— Start of PASSAGE TO READ —

If we relabel clusters, the contingency matrix columns simply permute.
This is why many clustering scores are label-permutation invariant. If you compare contingency matrices directly, make sure you’re comparing them in a consistent column order.
# Permute the predicted labels (swap the meaning of cluster IDs)
# Here z_vals are [0, 1, 2], so we can permute by an index mapping.
perm = np.array([2, 0, 1]) # 0->2, 1->0, 2->1
labels_pred_perm = perm[labels_pred]
cm_perm, _, z_vals_perm = contingency_matrix_np(labels_true, labels_pred_perm)
inv_perm = np.argsort(perm) # new->old
print("perm (old->new):", perm)
print("inv_perm (new->old):", inv_perm)
print("original pred label values:", z_vals)
print("permuted pred label values:", z_vals_perm)
print("cm_perm == cm_np[:, inv_perm] ?", np.allclose(cm_perm, cm_np[:, inv_perm]))
fig = make_subplots(rows=1, cols=2, subplot_titles=("Original", "After permuting cluster IDs"))
fig.add_trace(
go.Heatmap(z=cm_np, x=[str(v) for v in z_vals], y=[str(v) for v in y_vals], text=cm_np, texttemplate="%{text}"),
row=1,
col=1,
)
fig.add_trace(
go.Heatmap(
z=cm_perm,
x=[str(v) for v in z_vals_perm],
y=[str(v) for v in y_vals],
text=cm_perm,
texttemplate="%{text}",
showscale=False,
),
row=1,
col=2,
)
fig.update_layout(height=350, title="Permuting cluster IDs permutes contingency columns")
fig.show()
perm (old->new): [2 0 1]
inv_perm (new->old): [1 2 0]
original pred label values: [0 1 2]
permuted pred label values: [0 1 2]
cm_perm == cm_np[:, inv_perm] ? True
5) A 2D clustering example (synthetic data)#
We’ll create 3 Gaussian blobs with known labels (only for evaluation), run a simple NumPy k-means, and then visualize the resulting contingency matrix.
# Synthetic 2D dataset with 3 ground-truth classes
centers = np.array([
[-2.0, -2.0],
[0.0, 2.5],
[2.5, -0.5],
])

— End of PASSAGE TO READ —
— Start of DATA RECORDS —

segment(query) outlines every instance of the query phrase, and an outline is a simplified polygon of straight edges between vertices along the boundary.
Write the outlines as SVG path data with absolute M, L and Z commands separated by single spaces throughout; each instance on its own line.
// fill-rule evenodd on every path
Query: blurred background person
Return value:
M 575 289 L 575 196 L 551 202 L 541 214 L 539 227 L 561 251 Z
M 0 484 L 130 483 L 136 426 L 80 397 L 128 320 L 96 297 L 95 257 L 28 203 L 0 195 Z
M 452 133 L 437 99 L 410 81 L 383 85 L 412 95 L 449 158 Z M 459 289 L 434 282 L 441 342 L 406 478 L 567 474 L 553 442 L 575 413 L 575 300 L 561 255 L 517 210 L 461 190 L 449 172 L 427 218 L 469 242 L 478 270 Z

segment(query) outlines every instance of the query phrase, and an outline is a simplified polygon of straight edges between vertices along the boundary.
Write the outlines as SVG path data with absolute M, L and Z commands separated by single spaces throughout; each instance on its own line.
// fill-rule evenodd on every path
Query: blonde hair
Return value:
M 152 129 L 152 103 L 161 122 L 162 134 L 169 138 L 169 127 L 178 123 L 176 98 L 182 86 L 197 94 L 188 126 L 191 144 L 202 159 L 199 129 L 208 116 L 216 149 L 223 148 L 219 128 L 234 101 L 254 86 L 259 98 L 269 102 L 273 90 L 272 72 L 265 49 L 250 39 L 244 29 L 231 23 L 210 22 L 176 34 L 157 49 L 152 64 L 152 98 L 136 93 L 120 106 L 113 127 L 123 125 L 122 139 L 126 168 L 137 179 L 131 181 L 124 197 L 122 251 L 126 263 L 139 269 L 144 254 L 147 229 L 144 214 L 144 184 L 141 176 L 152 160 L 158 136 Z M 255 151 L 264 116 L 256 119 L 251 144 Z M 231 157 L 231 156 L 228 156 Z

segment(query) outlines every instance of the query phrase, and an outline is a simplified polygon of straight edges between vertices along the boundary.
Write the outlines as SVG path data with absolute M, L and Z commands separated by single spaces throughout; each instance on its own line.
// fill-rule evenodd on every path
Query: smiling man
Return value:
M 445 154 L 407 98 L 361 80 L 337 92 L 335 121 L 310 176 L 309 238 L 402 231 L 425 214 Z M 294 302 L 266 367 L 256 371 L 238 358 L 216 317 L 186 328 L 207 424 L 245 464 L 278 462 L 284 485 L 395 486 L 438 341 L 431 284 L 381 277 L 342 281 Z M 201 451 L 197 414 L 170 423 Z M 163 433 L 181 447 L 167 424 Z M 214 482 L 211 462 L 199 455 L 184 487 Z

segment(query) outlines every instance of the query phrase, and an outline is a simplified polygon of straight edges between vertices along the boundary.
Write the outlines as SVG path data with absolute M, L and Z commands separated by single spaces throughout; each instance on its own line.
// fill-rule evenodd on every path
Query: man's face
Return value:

— End of DATA RECORDS —

THE TASKS:
(a) In the contingency-matrix text, repeat the lines from "# Here z_vals" to "np.allclose(cm_perm, cm_np[:, inv_perm]))", substituting "inverse_perm" for "inv_perm".
(b) Turn the paragraph of the contingency-matrix text that begins "We’ll create 3 Gaussian blobs" into a short list of its steps.

TASK-BY-TASK RESULTS:
(a)
# Here z_vals are [0, 1, 2], so we can permute by an index mapping.
perm = np.array([2, 0, 1]) # 0->2, 1->0, 2->1
labels_pred_perm = perm[labels_pred]
cm_perm, _, z_vals_perm = contingency_matrix_np(labels_true, labels_pred_perm)
inverse_perm = np.argsort(perm) # new->old
print("perm (old->new):", perm)
print("inverse_perm (new->old):", inverse_perm)
print("original pred label values:", z_vals)
print("permuted pred label values:", z_vals_perm)
print("cm_perm == cm_np[:, inverse_perm] ?", np.allclose(cm_perm, cm_np[:, inverse_perm]))

(b)
- Create 3 Gaussian blobs with known labels, used only for evaluation.
- Run a simple NumPy k-means.
- Visualize the resulting contingency matrix.